▸ **DATASET**:
-------
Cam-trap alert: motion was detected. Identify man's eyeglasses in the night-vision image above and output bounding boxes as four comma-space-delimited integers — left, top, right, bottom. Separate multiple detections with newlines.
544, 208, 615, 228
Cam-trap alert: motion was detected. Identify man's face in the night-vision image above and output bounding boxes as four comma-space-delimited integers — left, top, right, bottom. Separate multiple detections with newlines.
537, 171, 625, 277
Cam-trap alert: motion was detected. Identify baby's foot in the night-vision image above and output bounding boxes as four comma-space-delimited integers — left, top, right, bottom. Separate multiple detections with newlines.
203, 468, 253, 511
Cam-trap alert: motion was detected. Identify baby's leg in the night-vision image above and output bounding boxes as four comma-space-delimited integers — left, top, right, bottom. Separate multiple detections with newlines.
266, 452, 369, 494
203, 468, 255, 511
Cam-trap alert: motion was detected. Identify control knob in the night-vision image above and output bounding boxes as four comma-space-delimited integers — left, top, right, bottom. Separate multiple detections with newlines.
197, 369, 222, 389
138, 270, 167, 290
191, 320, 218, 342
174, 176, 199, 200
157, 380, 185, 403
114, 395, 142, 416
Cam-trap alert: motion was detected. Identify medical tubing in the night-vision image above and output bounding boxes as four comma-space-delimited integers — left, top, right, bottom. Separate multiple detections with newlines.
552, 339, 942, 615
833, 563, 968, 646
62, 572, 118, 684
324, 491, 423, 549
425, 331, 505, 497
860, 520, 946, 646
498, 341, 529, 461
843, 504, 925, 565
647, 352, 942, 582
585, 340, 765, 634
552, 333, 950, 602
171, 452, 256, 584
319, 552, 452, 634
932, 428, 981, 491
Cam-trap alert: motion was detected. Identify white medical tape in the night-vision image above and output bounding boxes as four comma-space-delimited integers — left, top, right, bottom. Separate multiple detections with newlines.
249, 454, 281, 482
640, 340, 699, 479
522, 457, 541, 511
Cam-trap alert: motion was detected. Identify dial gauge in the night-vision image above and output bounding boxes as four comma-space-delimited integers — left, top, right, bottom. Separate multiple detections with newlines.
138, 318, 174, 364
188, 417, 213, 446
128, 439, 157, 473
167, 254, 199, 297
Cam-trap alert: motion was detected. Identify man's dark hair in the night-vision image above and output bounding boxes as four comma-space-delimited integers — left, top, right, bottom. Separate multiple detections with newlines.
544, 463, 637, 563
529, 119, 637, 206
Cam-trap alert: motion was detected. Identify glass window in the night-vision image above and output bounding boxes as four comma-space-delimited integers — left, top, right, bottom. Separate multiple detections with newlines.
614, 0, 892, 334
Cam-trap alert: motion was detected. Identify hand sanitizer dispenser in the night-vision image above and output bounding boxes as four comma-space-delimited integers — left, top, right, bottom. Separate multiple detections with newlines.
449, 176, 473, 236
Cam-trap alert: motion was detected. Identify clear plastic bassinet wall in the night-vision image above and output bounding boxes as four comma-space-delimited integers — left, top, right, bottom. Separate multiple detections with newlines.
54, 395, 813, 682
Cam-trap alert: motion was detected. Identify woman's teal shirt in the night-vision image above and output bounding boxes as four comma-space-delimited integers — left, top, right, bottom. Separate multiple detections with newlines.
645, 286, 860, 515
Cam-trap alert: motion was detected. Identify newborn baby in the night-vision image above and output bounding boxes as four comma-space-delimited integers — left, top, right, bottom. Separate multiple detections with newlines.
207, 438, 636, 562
-------
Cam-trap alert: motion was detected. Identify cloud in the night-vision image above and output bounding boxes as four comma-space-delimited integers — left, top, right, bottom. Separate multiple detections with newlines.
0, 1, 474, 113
-------
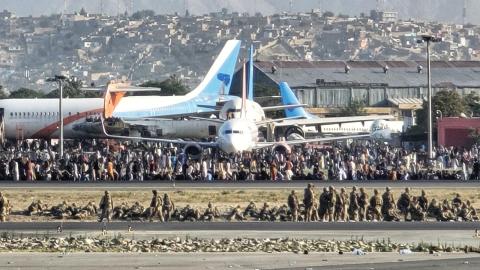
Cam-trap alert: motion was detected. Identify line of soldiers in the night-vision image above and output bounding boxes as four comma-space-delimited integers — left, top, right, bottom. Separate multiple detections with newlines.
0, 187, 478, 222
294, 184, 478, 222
-------
Rewrite the rows that start with the line containing "Cam-trap alert: motion was detected. Identify man's eyeglasses" and end with the line containing "537, 171, 625, 277", changing "motion" to "movement" and leaving everything else the same.

▸ **SOLUTION TO THIS EXERCISE**:
Cam-trap alert: movement was detected. Identify man's eyeglasses in the night-vision image above and output bounding boxes as four comma-space-delimited integers — left, top, right, bottom. Separate multiple detections with newlines.
544, 208, 615, 228
Cam-trap alert: movement was detected. Identify man's face in the night-vision image above and output bounding boxes as four comma-space-delimited integers — left, top, right, bottom. Separate multiple detections with newlines.
537, 171, 625, 277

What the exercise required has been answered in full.